## Brief:
Retype every line from the start of the entries below down to the line with "point: asphalt road", both ends included; skip the pictures.

## Stored records:

----------

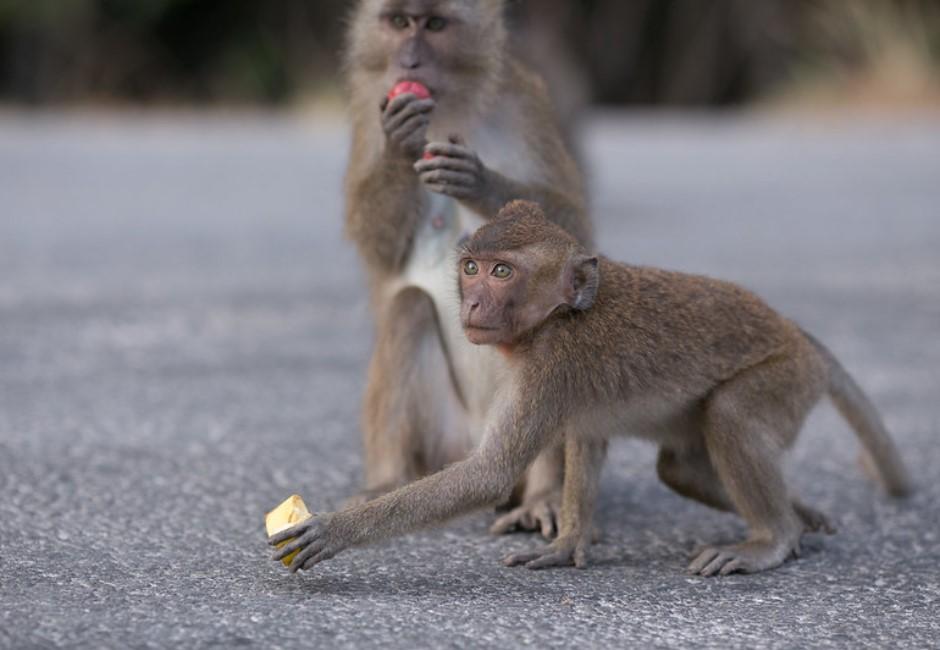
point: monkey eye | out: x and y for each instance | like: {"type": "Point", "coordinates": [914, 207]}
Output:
{"type": "Point", "coordinates": [435, 24]}
{"type": "Point", "coordinates": [502, 271]}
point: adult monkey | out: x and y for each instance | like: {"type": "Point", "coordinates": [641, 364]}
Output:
{"type": "Point", "coordinates": [423, 173]}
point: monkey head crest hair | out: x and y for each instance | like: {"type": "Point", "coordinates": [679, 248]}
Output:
{"type": "Point", "coordinates": [519, 224]}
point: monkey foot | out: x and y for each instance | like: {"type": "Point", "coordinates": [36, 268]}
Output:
{"type": "Point", "coordinates": [561, 552]}
{"type": "Point", "coordinates": [747, 557]}
{"type": "Point", "coordinates": [539, 515]}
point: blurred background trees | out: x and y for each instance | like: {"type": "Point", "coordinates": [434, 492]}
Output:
{"type": "Point", "coordinates": [637, 52]}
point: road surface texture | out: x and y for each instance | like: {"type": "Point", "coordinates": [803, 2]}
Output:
{"type": "Point", "coordinates": [183, 340]}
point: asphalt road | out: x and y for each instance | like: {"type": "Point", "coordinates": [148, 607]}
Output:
{"type": "Point", "coordinates": [183, 335]}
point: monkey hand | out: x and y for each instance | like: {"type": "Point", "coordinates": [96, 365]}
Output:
{"type": "Point", "coordinates": [568, 549]}
{"type": "Point", "coordinates": [537, 513]}
{"type": "Point", "coordinates": [405, 122]}
{"type": "Point", "coordinates": [314, 539]}
{"type": "Point", "coordinates": [453, 169]}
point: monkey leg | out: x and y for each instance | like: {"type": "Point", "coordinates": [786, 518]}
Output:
{"type": "Point", "coordinates": [748, 421]}
{"type": "Point", "coordinates": [409, 391]}
{"type": "Point", "coordinates": [691, 474]}
{"type": "Point", "coordinates": [539, 499]}
{"type": "Point", "coordinates": [583, 461]}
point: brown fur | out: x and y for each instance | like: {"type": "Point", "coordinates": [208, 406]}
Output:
{"type": "Point", "coordinates": [702, 367]}
{"type": "Point", "coordinates": [415, 388]}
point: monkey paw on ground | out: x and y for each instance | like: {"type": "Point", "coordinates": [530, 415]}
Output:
{"type": "Point", "coordinates": [564, 551]}
{"type": "Point", "coordinates": [537, 514]}
{"type": "Point", "coordinates": [746, 557]}
{"type": "Point", "coordinates": [313, 539]}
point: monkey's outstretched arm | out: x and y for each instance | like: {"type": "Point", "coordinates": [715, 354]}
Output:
{"type": "Point", "coordinates": [456, 170]}
{"type": "Point", "coordinates": [484, 478]}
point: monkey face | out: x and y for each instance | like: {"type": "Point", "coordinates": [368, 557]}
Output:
{"type": "Point", "coordinates": [434, 42]}
{"type": "Point", "coordinates": [516, 271]}
{"type": "Point", "coordinates": [491, 289]}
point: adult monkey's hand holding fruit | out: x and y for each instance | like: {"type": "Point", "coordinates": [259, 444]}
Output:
{"type": "Point", "coordinates": [406, 113]}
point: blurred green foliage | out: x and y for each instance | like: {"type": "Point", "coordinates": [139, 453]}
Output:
{"type": "Point", "coordinates": [698, 52]}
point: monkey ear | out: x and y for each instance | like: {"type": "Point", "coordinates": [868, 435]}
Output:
{"type": "Point", "coordinates": [581, 280]}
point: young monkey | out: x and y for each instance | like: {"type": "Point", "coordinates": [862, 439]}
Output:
{"type": "Point", "coordinates": [702, 367]}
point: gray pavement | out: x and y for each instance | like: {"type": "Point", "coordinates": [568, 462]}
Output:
{"type": "Point", "coordinates": [183, 334]}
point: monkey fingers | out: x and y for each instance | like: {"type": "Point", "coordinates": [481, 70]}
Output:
{"type": "Point", "coordinates": [748, 557]}
{"type": "Point", "coordinates": [308, 539]}
{"type": "Point", "coordinates": [540, 516]}
{"type": "Point", "coordinates": [454, 151]}
{"type": "Point", "coordinates": [455, 191]}
{"type": "Point", "coordinates": [447, 162]}
{"type": "Point", "coordinates": [448, 178]}
{"type": "Point", "coordinates": [410, 136]}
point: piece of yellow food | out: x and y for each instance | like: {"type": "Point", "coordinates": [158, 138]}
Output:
{"type": "Point", "coordinates": [291, 512]}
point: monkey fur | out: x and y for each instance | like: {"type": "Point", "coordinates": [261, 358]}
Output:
{"type": "Point", "coordinates": [489, 135]}
{"type": "Point", "coordinates": [701, 367]}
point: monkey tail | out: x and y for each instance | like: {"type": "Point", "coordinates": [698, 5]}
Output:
{"type": "Point", "coordinates": [851, 401]}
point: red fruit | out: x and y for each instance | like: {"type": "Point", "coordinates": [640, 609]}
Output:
{"type": "Point", "coordinates": [416, 88]}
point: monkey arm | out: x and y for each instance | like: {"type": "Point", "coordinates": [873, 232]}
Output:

----------

## Solved problem:
point: monkey eye | out: x and y for each instance | like: {"type": "Point", "coordinates": [914, 207]}
Output:
{"type": "Point", "coordinates": [435, 24]}
{"type": "Point", "coordinates": [502, 271]}
point: adult monkey | out: x and y for each instance | like: {"type": "Point", "coordinates": [641, 364]}
Output:
{"type": "Point", "coordinates": [423, 173]}
point: monkey head crest hair | out: x and y for each instance | like: {"type": "Point", "coordinates": [679, 248]}
Output:
{"type": "Point", "coordinates": [519, 224]}
point: monkey foot | out: x and y for each instance | like: {"type": "Point", "coordinates": [36, 268]}
Output:
{"type": "Point", "coordinates": [561, 552]}
{"type": "Point", "coordinates": [747, 557]}
{"type": "Point", "coordinates": [539, 515]}
point: blurred background trees | out: x and y for each instance | like: {"type": "Point", "coordinates": [434, 492]}
Output:
{"type": "Point", "coordinates": [637, 52]}
point: road surface texture | out: x and y for each instance | like: {"type": "Point", "coordinates": [803, 2]}
Output:
{"type": "Point", "coordinates": [183, 340]}
point: asphalt road | out: x and y for each instance | like: {"type": "Point", "coordinates": [148, 607]}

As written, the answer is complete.